PROBLEM TO SOLVE:
Can you set out the stretch of data starting at the line containing "Expected: one point per instance of the red handwriting" and ending at the line containing "Expected: one point per instance of the wire", both lines included, as a JSON list of strings with one string per line and no blank lines?

....

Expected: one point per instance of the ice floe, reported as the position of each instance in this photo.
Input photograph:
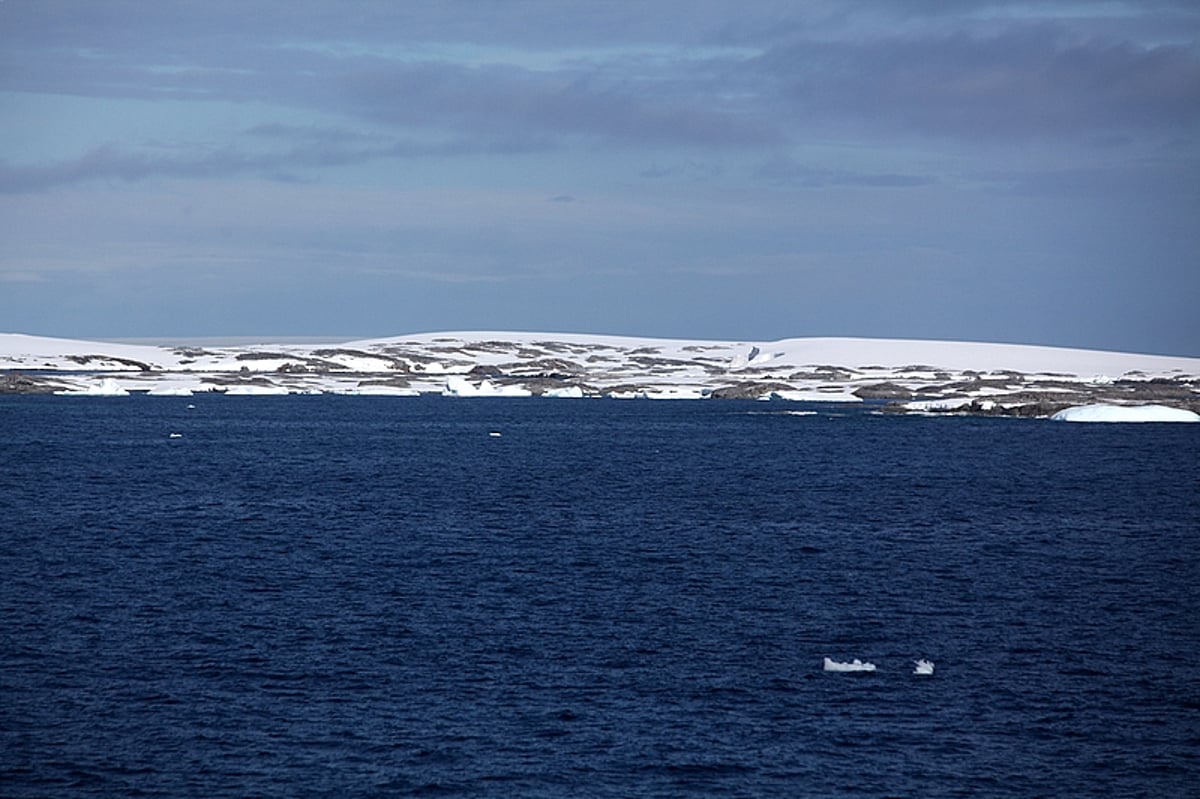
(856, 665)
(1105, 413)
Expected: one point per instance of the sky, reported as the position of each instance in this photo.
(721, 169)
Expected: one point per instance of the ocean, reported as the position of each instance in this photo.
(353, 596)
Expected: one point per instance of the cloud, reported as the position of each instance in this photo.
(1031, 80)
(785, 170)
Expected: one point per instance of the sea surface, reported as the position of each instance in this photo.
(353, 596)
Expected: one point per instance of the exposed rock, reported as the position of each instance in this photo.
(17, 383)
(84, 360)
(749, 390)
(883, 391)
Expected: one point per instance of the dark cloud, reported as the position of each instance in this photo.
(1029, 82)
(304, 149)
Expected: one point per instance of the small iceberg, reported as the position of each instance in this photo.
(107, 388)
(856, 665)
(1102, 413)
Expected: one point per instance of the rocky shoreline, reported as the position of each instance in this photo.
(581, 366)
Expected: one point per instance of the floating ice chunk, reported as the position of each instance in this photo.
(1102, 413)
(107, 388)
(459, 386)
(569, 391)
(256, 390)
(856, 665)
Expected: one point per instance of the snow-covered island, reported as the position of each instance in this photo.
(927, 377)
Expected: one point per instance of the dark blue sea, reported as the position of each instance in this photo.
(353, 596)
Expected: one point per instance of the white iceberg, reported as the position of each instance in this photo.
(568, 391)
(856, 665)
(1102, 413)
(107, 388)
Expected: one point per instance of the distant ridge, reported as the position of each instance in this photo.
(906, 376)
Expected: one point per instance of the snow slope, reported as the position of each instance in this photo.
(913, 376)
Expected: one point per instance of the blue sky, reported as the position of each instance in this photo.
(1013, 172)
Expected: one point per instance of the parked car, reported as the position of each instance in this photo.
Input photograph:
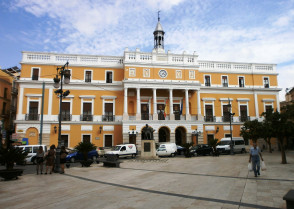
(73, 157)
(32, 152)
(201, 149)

....

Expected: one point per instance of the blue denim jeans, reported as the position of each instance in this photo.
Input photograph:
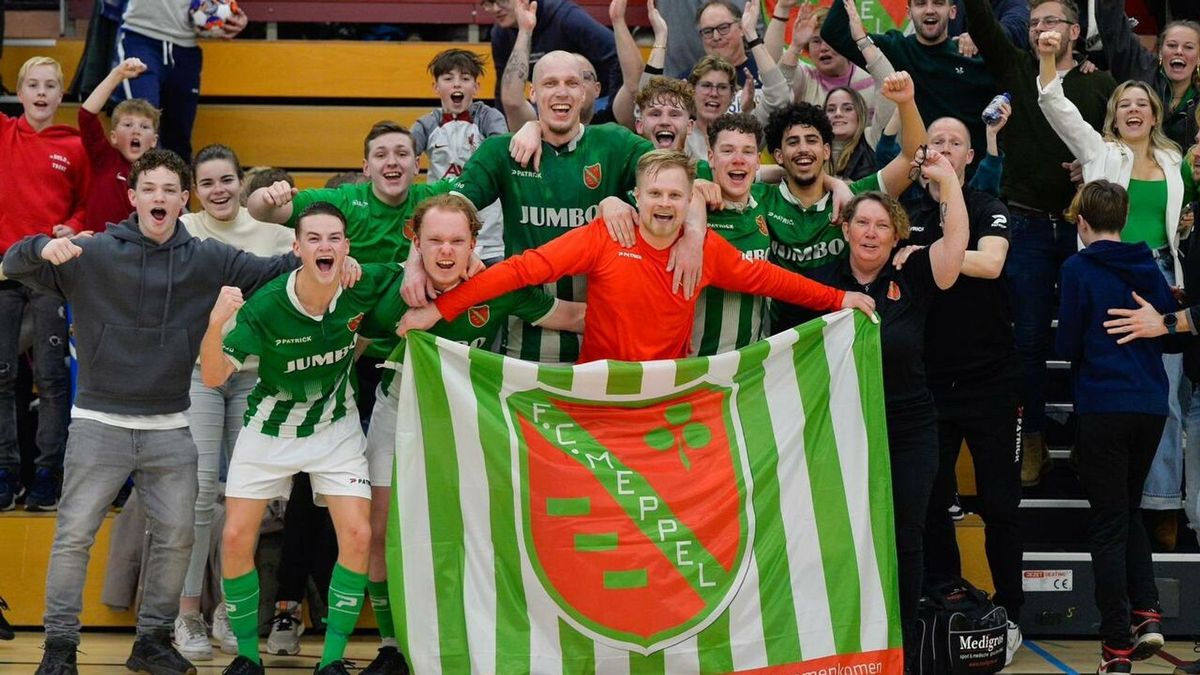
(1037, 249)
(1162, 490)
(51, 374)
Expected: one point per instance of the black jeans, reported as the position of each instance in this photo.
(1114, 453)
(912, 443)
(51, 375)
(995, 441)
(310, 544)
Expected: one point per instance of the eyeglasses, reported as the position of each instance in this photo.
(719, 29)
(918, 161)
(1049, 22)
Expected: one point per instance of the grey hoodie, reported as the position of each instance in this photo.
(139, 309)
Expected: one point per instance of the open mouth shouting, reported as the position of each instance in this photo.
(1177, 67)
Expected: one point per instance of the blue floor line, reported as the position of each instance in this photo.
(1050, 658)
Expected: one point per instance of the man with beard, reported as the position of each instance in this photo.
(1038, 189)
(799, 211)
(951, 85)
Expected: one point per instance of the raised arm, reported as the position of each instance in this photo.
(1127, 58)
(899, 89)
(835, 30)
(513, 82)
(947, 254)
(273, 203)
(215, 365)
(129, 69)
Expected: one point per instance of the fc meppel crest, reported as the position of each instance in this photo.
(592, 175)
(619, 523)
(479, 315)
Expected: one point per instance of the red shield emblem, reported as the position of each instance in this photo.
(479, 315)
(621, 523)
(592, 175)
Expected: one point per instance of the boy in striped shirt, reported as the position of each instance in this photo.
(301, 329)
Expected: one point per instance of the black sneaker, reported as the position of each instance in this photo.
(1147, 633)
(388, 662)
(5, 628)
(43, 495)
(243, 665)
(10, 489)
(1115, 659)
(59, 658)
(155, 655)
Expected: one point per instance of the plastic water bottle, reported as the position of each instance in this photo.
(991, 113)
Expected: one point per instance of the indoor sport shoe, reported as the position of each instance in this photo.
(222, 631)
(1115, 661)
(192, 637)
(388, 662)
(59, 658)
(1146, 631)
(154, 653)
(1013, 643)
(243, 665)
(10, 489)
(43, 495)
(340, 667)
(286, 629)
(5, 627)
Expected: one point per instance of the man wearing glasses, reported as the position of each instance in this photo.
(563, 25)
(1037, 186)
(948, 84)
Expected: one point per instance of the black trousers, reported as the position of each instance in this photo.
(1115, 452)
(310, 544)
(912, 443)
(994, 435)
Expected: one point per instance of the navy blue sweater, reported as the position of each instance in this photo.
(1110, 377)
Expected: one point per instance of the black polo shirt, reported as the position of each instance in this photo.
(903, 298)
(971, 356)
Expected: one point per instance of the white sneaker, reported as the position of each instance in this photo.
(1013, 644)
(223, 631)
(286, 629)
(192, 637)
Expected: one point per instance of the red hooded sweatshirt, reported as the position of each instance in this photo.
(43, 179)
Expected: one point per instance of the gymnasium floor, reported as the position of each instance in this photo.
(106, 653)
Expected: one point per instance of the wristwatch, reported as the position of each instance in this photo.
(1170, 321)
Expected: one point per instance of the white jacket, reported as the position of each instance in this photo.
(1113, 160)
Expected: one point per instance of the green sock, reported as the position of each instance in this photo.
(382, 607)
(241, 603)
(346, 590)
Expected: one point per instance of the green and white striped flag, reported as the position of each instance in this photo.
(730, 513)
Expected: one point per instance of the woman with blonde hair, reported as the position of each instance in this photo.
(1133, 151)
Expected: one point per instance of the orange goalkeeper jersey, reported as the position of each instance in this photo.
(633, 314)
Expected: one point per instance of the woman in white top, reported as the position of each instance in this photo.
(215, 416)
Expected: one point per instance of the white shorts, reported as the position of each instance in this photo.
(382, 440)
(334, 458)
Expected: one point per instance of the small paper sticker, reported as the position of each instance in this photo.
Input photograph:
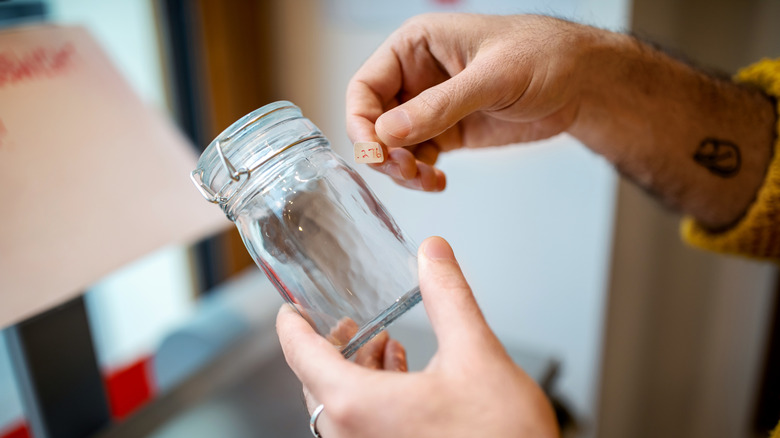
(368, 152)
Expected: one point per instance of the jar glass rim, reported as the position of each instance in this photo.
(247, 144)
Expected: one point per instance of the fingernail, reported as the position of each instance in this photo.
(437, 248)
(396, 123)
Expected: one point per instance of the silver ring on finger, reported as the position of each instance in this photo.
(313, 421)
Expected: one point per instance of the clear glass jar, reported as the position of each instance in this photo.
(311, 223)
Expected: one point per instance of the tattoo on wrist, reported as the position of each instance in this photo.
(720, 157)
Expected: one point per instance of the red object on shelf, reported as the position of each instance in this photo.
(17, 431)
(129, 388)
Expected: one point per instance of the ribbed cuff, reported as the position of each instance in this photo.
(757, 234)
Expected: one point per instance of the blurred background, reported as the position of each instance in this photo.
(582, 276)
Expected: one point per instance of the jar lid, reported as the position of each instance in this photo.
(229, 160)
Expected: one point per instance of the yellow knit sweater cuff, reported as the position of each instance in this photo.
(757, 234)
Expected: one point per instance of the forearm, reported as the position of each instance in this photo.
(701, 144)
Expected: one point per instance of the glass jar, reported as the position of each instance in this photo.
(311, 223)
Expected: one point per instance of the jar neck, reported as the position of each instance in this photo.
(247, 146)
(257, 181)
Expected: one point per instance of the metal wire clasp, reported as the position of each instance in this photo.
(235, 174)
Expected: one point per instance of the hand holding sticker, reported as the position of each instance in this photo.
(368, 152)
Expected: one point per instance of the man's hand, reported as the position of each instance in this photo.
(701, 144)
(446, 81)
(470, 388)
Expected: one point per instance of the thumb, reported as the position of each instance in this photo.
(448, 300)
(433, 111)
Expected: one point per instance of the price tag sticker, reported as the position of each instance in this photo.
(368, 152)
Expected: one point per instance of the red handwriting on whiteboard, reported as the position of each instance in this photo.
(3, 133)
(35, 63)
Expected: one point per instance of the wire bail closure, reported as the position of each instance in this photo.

....

RESULT OF THE TASK:
[
  "Expected: one point per instance of the red handwriting on whiteboard, reported as the position of each instance in this photo.",
  "(3, 133)",
  "(35, 63)",
  "Expected: one point per instance of the wire bail closure, reported as the position of each instance in this photo."
]